- [Exercise prompt] Look through the records below, and whenever a line contains "water", copy it.

- [Stored entries]
=====

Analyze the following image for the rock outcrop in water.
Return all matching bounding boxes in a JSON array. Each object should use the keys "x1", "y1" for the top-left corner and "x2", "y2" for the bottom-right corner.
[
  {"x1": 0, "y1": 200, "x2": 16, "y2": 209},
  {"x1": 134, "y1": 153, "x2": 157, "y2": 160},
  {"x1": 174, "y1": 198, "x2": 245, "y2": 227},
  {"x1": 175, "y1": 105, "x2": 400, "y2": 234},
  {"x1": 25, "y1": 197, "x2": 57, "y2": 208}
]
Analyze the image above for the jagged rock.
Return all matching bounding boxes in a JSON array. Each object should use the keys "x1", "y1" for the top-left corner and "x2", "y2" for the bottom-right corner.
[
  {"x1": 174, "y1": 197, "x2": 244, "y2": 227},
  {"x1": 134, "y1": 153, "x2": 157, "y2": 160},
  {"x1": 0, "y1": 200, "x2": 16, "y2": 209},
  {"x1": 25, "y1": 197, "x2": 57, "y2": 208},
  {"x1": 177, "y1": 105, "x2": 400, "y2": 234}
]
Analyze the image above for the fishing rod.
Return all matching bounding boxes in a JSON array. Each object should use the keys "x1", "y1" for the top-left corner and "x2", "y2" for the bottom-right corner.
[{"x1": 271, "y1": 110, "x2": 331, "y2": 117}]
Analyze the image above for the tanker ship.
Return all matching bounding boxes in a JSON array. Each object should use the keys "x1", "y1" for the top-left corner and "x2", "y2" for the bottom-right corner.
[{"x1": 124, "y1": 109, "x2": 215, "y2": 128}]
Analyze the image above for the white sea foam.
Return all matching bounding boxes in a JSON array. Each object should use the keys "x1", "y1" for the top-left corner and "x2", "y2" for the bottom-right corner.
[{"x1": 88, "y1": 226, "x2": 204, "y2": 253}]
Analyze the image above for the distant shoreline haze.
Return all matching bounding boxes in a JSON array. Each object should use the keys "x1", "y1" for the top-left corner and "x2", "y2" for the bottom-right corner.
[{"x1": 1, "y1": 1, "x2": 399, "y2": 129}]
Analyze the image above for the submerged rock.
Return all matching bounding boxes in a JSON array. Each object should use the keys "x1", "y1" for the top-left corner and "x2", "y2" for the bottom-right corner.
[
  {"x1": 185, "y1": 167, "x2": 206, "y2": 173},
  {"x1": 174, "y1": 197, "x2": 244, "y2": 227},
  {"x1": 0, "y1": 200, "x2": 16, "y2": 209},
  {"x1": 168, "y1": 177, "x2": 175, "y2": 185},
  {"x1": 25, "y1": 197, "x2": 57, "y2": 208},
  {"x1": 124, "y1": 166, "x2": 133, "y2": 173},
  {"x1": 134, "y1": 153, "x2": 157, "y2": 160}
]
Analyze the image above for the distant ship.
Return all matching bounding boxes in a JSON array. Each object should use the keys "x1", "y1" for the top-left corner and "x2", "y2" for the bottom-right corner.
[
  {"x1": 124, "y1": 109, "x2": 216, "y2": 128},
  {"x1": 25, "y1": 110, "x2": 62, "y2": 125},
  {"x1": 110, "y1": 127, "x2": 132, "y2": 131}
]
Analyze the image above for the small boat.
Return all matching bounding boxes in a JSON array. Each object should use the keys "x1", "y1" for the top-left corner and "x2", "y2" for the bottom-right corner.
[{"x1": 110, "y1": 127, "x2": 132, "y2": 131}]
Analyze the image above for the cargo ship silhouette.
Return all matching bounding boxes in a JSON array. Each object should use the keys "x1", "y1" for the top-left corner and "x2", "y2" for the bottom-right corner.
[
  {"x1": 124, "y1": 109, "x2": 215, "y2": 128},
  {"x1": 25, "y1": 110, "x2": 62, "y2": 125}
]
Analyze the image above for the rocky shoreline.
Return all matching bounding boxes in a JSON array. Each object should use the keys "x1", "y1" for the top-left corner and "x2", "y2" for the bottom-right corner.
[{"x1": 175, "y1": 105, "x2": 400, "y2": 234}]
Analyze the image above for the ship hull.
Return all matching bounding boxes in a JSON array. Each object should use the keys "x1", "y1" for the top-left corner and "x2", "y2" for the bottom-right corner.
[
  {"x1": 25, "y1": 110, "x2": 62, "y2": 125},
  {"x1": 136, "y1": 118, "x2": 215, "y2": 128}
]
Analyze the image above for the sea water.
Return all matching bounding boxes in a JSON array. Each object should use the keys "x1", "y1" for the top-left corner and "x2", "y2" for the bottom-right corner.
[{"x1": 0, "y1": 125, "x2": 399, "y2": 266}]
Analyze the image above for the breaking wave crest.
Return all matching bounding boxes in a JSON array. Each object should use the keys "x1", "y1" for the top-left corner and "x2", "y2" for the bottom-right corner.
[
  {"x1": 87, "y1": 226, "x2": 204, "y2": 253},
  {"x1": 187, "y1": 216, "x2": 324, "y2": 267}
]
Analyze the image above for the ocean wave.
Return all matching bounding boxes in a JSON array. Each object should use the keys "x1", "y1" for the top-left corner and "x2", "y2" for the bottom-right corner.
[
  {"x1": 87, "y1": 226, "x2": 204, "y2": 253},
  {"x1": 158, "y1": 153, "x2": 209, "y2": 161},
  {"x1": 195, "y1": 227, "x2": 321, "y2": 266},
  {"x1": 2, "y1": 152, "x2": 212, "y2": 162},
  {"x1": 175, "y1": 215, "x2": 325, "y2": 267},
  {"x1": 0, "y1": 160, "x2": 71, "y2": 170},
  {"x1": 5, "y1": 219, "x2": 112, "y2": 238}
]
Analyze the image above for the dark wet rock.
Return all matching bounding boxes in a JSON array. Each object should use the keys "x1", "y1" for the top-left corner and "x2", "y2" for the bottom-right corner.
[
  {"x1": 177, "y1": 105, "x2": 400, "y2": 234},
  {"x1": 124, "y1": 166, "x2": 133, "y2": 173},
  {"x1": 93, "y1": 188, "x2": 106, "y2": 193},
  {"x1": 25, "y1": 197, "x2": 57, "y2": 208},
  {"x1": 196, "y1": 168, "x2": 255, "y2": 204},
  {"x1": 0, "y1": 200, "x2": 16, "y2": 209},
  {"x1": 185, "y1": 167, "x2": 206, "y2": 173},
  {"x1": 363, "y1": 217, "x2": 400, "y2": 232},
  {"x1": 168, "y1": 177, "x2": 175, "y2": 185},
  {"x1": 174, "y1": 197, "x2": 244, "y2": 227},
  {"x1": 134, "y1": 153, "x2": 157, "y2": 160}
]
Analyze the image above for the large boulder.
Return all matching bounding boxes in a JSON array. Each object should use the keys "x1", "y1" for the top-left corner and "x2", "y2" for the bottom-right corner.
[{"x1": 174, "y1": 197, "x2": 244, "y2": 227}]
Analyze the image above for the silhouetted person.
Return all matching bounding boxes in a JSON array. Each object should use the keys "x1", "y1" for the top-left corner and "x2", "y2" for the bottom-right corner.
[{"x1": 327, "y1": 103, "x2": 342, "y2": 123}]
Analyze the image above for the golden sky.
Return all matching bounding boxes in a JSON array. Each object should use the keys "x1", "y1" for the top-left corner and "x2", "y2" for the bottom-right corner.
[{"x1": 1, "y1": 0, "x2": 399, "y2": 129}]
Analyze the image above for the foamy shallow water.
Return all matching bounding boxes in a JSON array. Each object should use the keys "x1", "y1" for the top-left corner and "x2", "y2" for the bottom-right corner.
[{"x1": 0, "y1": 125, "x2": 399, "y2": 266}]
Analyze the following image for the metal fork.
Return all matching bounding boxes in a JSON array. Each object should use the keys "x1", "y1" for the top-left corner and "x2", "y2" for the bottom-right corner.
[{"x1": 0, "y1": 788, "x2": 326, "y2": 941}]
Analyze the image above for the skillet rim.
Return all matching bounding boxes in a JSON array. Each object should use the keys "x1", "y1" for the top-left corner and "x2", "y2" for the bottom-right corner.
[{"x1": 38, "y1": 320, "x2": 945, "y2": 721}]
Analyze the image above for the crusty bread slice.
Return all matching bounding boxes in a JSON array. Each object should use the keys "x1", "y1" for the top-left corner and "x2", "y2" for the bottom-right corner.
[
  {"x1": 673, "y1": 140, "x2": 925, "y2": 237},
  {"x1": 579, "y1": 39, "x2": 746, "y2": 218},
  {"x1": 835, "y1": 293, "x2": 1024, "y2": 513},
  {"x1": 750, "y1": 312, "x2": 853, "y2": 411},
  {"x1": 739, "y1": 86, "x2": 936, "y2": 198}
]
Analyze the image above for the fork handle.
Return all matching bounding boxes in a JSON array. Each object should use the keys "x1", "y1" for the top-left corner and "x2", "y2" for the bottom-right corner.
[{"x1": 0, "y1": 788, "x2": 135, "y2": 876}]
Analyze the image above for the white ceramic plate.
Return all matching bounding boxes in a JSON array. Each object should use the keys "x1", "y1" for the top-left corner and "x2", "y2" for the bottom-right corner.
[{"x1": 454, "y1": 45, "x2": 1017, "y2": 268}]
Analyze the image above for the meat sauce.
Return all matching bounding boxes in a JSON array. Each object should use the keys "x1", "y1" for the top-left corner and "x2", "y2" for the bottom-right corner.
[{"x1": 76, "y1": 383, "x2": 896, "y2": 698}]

=====

- [Result below]
Analyze the following image for the rock outcrop in water.
Analyze the image above for the sea water.
Analyze the image above for the foamy shallow water.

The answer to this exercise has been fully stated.